TEXT PASSAGE:
Avenue Q: Raunchy, subversive and funny as all get-out.

Raunchy, subversive, funny as all get-out, Avenue Q by Robert Lopez, Jeff Marx and Jeff Whitty is a gem of contemporary musical theatre, one that takes the iconic children’s television show Sesame Street and turns it on its head with sex, obscenities and the very realistic notions that life frequently sucks, that none of us is really all that special, and that while the dispossessed might band together they will, for the most part, remain dispossessed.

TotoToo takes all this and wraps it into one excellent production. An ensemble piece, the show nails pretty much everything from voices and puppetry to Aileen Szkwarek’s well-oiled choreography and the live musical accompaniment directed by John McGovern . Artistic director Michael Gareau keeps the show moving at the requisite smartly staged clip while inspiring all the performers to have so much fun that the audience is swept along by the same joyous spirit.

REQUIRED ACTION 1:
Decide whether each statement below agrees with the Avenue Q review. For each, answer yes or no and quote the exact words of the review that settle it.
(a) Aileen Szkwarek is credited with the show's choreography.
(b) The production relies on recorded music.
(c) Michael Gareau is identified as the musical director.
REQUIRED ACTION 2:
Please write the next paragraph of the Avenue Q review, picking up after its final sentence.

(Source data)

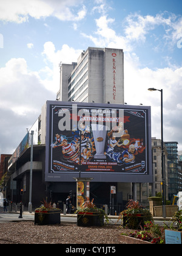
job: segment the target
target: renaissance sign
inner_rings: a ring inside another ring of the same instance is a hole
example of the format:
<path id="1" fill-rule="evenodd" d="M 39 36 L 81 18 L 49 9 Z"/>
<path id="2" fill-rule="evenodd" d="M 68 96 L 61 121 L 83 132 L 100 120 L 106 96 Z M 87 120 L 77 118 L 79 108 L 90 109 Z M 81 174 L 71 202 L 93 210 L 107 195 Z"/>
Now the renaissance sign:
<path id="1" fill-rule="evenodd" d="M 152 182 L 149 107 L 47 101 L 46 129 L 46 181 Z"/>

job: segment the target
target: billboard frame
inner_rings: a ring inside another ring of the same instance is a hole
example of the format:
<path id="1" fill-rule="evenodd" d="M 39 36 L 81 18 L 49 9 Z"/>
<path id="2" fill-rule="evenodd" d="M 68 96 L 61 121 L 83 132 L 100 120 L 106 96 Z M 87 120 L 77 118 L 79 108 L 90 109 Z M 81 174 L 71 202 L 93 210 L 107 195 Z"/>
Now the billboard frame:
<path id="1" fill-rule="evenodd" d="M 144 173 L 109 173 L 98 172 L 81 172 L 81 176 L 92 177 L 94 182 L 153 182 L 152 166 L 152 144 L 151 144 L 151 113 L 150 107 L 143 105 L 129 105 L 110 104 L 84 103 L 75 102 L 63 102 L 47 101 L 46 102 L 46 182 L 73 182 L 73 178 L 79 177 L 79 170 L 74 171 L 50 171 L 50 136 L 52 135 L 53 118 L 50 106 L 55 107 L 65 107 L 73 109 L 74 106 L 83 109 L 116 109 L 128 112 L 143 112 L 145 113 L 145 139 L 146 139 L 146 171 Z M 98 160 L 99 161 L 99 160 Z"/>

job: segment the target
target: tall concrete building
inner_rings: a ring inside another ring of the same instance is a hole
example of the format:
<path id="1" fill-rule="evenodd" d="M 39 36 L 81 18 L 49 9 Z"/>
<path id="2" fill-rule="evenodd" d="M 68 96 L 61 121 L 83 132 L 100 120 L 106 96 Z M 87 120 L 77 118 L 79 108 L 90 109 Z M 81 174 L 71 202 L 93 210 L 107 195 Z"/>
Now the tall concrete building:
<path id="1" fill-rule="evenodd" d="M 123 51 L 89 47 L 77 63 L 61 62 L 57 100 L 123 104 Z"/>

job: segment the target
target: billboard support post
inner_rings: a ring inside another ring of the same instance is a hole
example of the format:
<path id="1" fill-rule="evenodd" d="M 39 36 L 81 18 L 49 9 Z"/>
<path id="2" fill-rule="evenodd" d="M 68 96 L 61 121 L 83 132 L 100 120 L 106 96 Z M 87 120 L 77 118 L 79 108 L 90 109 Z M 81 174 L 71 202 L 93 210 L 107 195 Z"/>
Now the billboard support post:
<path id="1" fill-rule="evenodd" d="M 90 182 L 93 178 L 73 178 L 76 182 L 76 208 L 80 209 L 86 197 L 90 198 Z"/>
<path id="2" fill-rule="evenodd" d="M 32 140 L 31 140 L 31 151 L 30 151 L 30 189 L 29 189 L 29 211 L 30 213 L 32 213 L 32 190 L 33 133 L 34 133 L 34 131 L 31 130 Z"/>

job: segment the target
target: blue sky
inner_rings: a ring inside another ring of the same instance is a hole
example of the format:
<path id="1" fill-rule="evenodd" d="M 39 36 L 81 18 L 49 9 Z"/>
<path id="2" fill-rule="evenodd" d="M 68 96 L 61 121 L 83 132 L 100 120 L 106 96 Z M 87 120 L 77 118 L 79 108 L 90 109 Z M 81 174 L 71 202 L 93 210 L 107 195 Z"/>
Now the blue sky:
<path id="1" fill-rule="evenodd" d="M 59 63 L 89 46 L 123 49 L 125 101 L 151 106 L 157 138 L 160 94 L 147 88 L 163 89 L 164 139 L 182 150 L 181 0 L 1 0 L 0 154 L 56 99 Z"/>

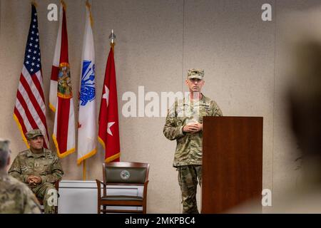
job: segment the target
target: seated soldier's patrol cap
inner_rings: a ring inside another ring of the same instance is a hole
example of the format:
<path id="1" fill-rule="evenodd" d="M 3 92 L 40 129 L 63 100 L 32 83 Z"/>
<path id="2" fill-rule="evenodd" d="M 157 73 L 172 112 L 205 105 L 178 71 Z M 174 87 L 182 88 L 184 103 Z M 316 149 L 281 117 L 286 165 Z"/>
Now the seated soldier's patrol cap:
<path id="1" fill-rule="evenodd" d="M 26 133 L 26 137 L 27 140 L 31 140 L 34 138 L 37 137 L 39 135 L 44 136 L 40 129 L 33 129 Z"/>
<path id="2" fill-rule="evenodd" d="M 204 70 L 203 69 L 188 69 L 188 78 L 198 78 L 203 80 L 204 78 Z"/>
<path id="3" fill-rule="evenodd" d="M 0 138 L 0 150 L 9 151 L 9 145 L 10 141 Z"/>

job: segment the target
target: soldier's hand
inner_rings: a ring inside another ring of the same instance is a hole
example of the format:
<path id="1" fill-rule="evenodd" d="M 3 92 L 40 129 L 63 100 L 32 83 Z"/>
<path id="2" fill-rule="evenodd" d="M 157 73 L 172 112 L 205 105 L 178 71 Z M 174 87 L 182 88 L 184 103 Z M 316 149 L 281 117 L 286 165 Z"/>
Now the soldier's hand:
<path id="1" fill-rule="evenodd" d="M 199 123 L 190 123 L 184 126 L 183 131 L 185 133 L 196 133 L 203 129 L 203 124 Z"/>
<path id="2" fill-rule="evenodd" d="M 29 175 L 29 176 L 28 176 L 28 177 L 27 177 L 27 182 L 28 182 L 28 183 L 34 182 L 34 175 Z"/>
<path id="3" fill-rule="evenodd" d="M 36 184 L 40 184 L 41 182 L 41 177 L 38 176 L 34 176 L 34 182 Z"/>

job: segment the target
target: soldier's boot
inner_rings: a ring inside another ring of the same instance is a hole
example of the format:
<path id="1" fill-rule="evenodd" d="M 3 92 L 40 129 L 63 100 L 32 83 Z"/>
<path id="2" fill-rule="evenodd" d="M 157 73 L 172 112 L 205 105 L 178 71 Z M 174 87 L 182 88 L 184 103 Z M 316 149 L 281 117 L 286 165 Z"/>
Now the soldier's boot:
<path id="1" fill-rule="evenodd" d="M 54 214 L 57 205 L 57 190 L 51 183 L 44 183 L 38 187 L 36 195 L 44 199 L 44 210 L 45 214 Z"/>
<path id="2" fill-rule="evenodd" d="M 199 214 L 195 193 L 196 190 L 192 189 L 187 192 L 182 192 L 183 214 Z"/>
<path id="3" fill-rule="evenodd" d="M 184 165 L 178 168 L 178 183 L 182 192 L 183 214 L 198 214 L 196 202 L 197 174 L 193 166 Z"/>

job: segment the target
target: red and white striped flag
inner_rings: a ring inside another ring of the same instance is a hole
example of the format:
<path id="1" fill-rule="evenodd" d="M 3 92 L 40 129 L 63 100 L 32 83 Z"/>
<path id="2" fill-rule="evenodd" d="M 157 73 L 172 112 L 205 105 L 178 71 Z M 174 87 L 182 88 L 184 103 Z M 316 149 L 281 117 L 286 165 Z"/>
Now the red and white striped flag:
<path id="1" fill-rule="evenodd" d="M 51 83 L 54 81 L 56 86 L 51 85 L 50 93 L 53 94 L 56 91 L 56 104 L 54 106 L 55 107 L 55 123 L 52 138 L 57 149 L 58 156 L 62 158 L 75 151 L 75 116 L 68 57 L 66 4 L 63 1 L 61 3 L 61 21 L 59 21 L 61 24 L 54 60 L 54 63 L 59 63 L 58 69 L 55 70 L 58 74 L 55 76 L 54 72 L 51 73 Z M 54 104 L 51 103 L 51 105 Z"/>
<path id="2" fill-rule="evenodd" d="M 39 128 L 44 134 L 44 146 L 48 148 L 49 140 L 46 121 L 46 105 L 44 96 L 41 61 L 40 59 L 39 33 L 37 11 L 31 7 L 31 21 L 26 42 L 24 65 L 16 91 L 14 118 L 27 147 L 25 134 Z"/>
<path id="3" fill-rule="evenodd" d="M 105 148 L 105 162 L 119 162 L 118 109 L 113 46 L 109 51 L 103 86 L 98 120 L 98 141 Z"/>

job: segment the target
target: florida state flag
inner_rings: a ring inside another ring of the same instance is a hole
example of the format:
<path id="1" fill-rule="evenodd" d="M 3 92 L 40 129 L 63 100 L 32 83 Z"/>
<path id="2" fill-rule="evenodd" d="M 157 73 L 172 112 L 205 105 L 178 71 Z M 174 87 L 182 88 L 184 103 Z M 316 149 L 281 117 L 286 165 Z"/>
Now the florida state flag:
<path id="1" fill-rule="evenodd" d="M 57 36 L 54 58 L 59 58 L 58 68 L 56 69 L 56 86 L 51 86 L 56 90 L 56 104 L 55 106 L 55 123 L 52 135 L 61 158 L 75 151 L 75 116 L 71 80 L 68 58 L 68 35 L 66 21 L 66 4 L 61 1 L 60 9 L 60 25 Z M 60 55 L 57 54 L 59 51 Z M 58 58 L 54 60 L 54 63 Z M 53 72 L 54 73 L 54 72 Z M 55 76 L 54 75 L 54 76 Z M 53 74 L 51 74 L 51 81 Z M 54 105 L 51 103 L 51 105 Z"/>
<path id="2" fill-rule="evenodd" d="M 107 60 L 98 121 L 98 141 L 105 148 L 105 162 L 119 162 L 121 149 L 113 46 L 111 47 Z"/>

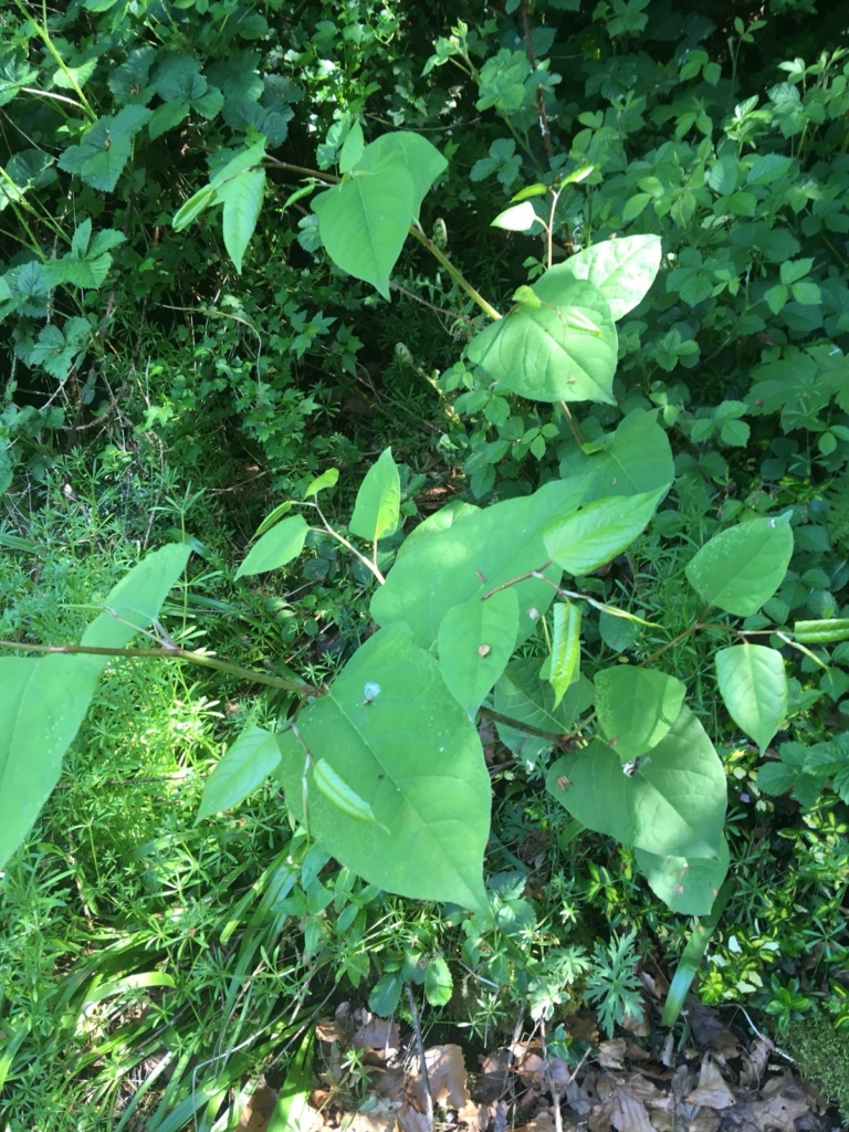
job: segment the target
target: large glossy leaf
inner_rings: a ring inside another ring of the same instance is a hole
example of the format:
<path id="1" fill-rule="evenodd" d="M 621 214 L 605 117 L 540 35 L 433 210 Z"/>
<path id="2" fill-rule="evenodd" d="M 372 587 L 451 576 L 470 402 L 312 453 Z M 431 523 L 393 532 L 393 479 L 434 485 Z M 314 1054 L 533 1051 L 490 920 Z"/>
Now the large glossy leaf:
<path id="1" fill-rule="evenodd" d="M 411 130 L 395 130 L 391 134 L 381 134 L 379 138 L 366 146 L 357 171 L 379 170 L 389 162 L 406 169 L 412 179 L 413 201 L 412 216 L 408 217 L 409 225 L 413 216 L 419 218 L 419 209 L 426 192 L 437 177 L 448 168 L 448 162 L 436 146 L 420 134 L 413 134 Z"/>
<path id="2" fill-rule="evenodd" d="M 540 755 L 551 749 L 559 736 L 568 735 L 578 715 L 592 703 L 592 684 L 586 677 L 578 676 L 558 702 L 555 689 L 540 677 L 538 657 L 514 660 L 496 685 L 496 711 L 537 730 L 550 732 L 551 738 L 529 735 L 506 723 L 497 724 L 498 738 L 517 758 L 532 766 Z"/>
<path id="3" fill-rule="evenodd" d="M 601 291 L 574 280 L 563 264 L 531 290 L 540 305 L 522 303 L 487 326 L 472 338 L 470 360 L 532 401 L 612 404 L 617 335 Z"/>
<path id="4" fill-rule="evenodd" d="M 242 731 L 206 780 L 197 821 L 232 809 L 268 778 L 280 762 L 277 737 L 263 727 Z"/>
<path id="5" fill-rule="evenodd" d="M 637 409 L 607 437 L 601 452 L 575 452 L 560 461 L 560 475 L 580 477 L 584 503 L 668 488 L 675 479 L 672 451 L 657 413 Z"/>
<path id="6" fill-rule="evenodd" d="M 633 773 L 626 773 L 632 770 Z M 687 709 L 636 767 L 600 739 L 550 767 L 547 787 L 578 822 L 662 857 L 718 857 L 726 775 L 704 728 Z"/>
<path id="7" fill-rule="evenodd" d="M 443 617 L 454 606 L 481 598 L 548 561 L 542 532 L 554 518 L 577 507 L 581 492 L 580 483 L 547 483 L 532 496 L 494 504 L 464 515 L 448 530 L 421 538 L 376 591 L 372 617 L 378 625 L 406 623 L 415 643 L 430 649 Z M 558 582 L 559 567 L 549 566 L 544 576 Z M 514 589 L 521 644 L 551 604 L 555 590 L 532 577 Z"/>
<path id="8" fill-rule="evenodd" d="M 576 280 L 594 283 L 610 305 L 614 318 L 645 297 L 660 267 L 659 235 L 626 235 L 593 243 L 563 264 Z"/>
<path id="9" fill-rule="evenodd" d="M 290 515 L 266 531 L 248 551 L 248 557 L 235 572 L 237 577 L 265 574 L 291 563 L 303 550 L 309 526 L 302 515 Z"/>
<path id="10" fill-rule="evenodd" d="M 487 907 L 490 787 L 480 739 L 406 626 L 370 637 L 297 726 L 302 741 L 280 737 L 276 774 L 303 818 L 306 767 L 307 821 L 328 852 L 389 892 Z M 319 760 L 374 820 L 345 813 L 316 787 Z"/>
<path id="11" fill-rule="evenodd" d="M 312 208 L 331 259 L 388 299 L 389 275 L 404 246 L 414 203 L 410 172 L 389 160 L 319 192 Z"/>
<path id="12" fill-rule="evenodd" d="M 452 526 L 456 525 L 466 515 L 474 515 L 480 508 L 475 507 L 473 503 L 465 503 L 463 499 L 452 499 L 439 511 L 435 511 L 432 515 L 414 526 L 413 530 L 408 534 L 404 541 L 398 548 L 398 558 L 403 558 L 404 555 L 409 555 L 413 547 L 420 542 L 422 539 L 427 539 L 431 534 L 439 534 L 441 531 L 447 531 Z"/>
<path id="13" fill-rule="evenodd" d="M 627 763 L 657 746 L 678 719 L 686 686 L 654 668 L 616 664 L 595 675 L 595 710 L 608 745 Z"/>
<path id="14" fill-rule="evenodd" d="M 597 499 L 546 531 L 546 549 L 567 574 L 592 574 L 631 546 L 651 521 L 667 489 Z"/>
<path id="15" fill-rule="evenodd" d="M 218 187 L 217 199 L 224 203 L 222 233 L 224 247 L 241 275 L 242 260 L 263 209 L 265 170 L 248 169 Z"/>
<path id="16" fill-rule="evenodd" d="M 386 448 L 366 472 L 348 525 L 358 538 L 374 542 L 394 533 L 400 514 L 401 479 L 392 448 Z"/>
<path id="17" fill-rule="evenodd" d="M 724 838 L 719 857 L 714 858 L 659 857 L 645 849 L 636 849 L 634 857 L 652 892 L 681 916 L 707 915 L 719 895 L 730 861 Z"/>
<path id="18" fill-rule="evenodd" d="M 172 542 L 146 555 L 113 586 L 104 612 L 83 634 L 82 643 L 98 649 L 123 649 L 139 629 L 147 628 L 186 569 L 191 547 Z"/>
<path id="19" fill-rule="evenodd" d="M 0 658 L 0 869 L 59 781 L 105 666 L 101 657 Z"/>
<path id="20" fill-rule="evenodd" d="M 83 644 L 127 645 L 158 616 L 190 552 L 180 543 L 147 555 L 110 591 Z M 0 659 L 0 868 L 59 780 L 65 752 L 108 662 L 106 657 Z"/>
<path id="21" fill-rule="evenodd" d="M 751 617 L 783 581 L 792 549 L 789 513 L 753 518 L 705 542 L 687 566 L 687 580 L 709 606 Z"/>
<path id="22" fill-rule="evenodd" d="M 748 642 L 720 649 L 717 676 L 731 719 L 763 754 L 787 715 L 784 658 L 775 649 Z"/>
<path id="23" fill-rule="evenodd" d="M 473 718 L 483 697 L 507 667 L 518 633 L 518 598 L 514 588 L 454 606 L 437 637 L 443 679 L 457 703 Z"/>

ANSWER SPACE 1:
(a) Yes: "Aileen Szkwarek’s well-oiled choreography"
(b) No: "the live musical accompaniment directed by John McGovern"
(c) No: "Artistic director Michael Gareau"

ANSWER SPACE 2:
Of particular note among performers: the wonderfully expressive Pascal Viens (Rod) who is making his debut in musical theatre, Alianne Rozon whose Kate Monster is a lonely lady to whom we can all relate, and Andrew Galligan as Princeton, a character in search of self-authorship. 

The Kailish Mital Theatre’s sound system is lacking, and distortion at the show we attended occasionally made lyrics impossible to understand. It was a small price to pay for a crackerjack show.